WORK TO COMPLETE =
Recast the lines of the records below, from the line containing "Find the window" through the line containing "pixel 155 305", inclusive, as a JSON list of strings with one string per line, leaving out blank lines.

DATA EXCERPTS =
——

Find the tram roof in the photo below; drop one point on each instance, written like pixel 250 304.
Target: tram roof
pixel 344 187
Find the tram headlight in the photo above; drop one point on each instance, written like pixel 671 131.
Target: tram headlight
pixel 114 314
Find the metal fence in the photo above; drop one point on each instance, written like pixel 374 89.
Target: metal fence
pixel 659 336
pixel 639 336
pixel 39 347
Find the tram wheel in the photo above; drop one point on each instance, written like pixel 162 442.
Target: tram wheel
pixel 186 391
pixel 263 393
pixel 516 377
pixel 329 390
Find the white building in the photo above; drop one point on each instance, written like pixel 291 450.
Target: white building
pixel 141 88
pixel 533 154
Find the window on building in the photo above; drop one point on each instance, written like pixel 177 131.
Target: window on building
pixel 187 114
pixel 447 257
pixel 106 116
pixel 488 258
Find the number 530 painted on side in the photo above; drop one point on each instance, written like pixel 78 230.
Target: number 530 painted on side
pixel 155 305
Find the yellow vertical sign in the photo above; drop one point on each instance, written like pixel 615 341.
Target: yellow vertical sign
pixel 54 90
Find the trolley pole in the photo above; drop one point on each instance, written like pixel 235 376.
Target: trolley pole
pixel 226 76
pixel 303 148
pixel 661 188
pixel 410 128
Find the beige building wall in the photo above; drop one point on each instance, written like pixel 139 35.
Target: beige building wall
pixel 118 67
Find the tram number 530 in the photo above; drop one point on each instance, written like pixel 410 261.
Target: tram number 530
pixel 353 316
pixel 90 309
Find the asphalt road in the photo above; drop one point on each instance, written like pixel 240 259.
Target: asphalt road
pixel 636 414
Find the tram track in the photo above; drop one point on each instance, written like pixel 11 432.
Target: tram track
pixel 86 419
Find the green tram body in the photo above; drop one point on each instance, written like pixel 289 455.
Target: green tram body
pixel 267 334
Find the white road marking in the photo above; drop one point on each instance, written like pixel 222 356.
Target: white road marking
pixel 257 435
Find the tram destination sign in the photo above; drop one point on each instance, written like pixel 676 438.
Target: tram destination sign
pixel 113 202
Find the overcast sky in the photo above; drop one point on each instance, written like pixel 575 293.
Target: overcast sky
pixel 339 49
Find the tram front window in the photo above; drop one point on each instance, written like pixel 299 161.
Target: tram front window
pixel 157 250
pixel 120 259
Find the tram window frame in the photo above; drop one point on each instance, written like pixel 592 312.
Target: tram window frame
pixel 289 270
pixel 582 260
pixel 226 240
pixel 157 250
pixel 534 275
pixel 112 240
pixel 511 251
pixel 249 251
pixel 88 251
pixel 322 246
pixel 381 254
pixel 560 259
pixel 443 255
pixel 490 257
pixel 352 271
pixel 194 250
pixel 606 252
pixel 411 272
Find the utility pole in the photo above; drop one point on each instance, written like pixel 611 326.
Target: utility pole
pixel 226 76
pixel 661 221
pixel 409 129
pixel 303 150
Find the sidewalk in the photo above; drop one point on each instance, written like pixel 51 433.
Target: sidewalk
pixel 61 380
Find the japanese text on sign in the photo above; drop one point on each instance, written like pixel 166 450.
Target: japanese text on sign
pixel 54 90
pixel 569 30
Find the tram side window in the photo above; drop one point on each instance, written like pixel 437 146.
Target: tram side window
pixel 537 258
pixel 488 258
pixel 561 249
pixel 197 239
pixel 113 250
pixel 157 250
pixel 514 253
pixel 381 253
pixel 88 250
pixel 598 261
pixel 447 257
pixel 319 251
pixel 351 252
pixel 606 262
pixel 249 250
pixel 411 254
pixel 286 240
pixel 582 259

——

FULL OUTPUT =
[
  "Find the window on building in the photo above; drop one point on each instance, written like pixel 177 131.",
  "Target: window on building",
  "pixel 187 114",
  "pixel 447 257",
  "pixel 106 116",
  "pixel 488 258",
  "Find the number 530 painted on side in the photo above; drop one point on each instance, written like pixel 78 230.",
  "Target: number 530 painted on side",
  "pixel 155 305"
]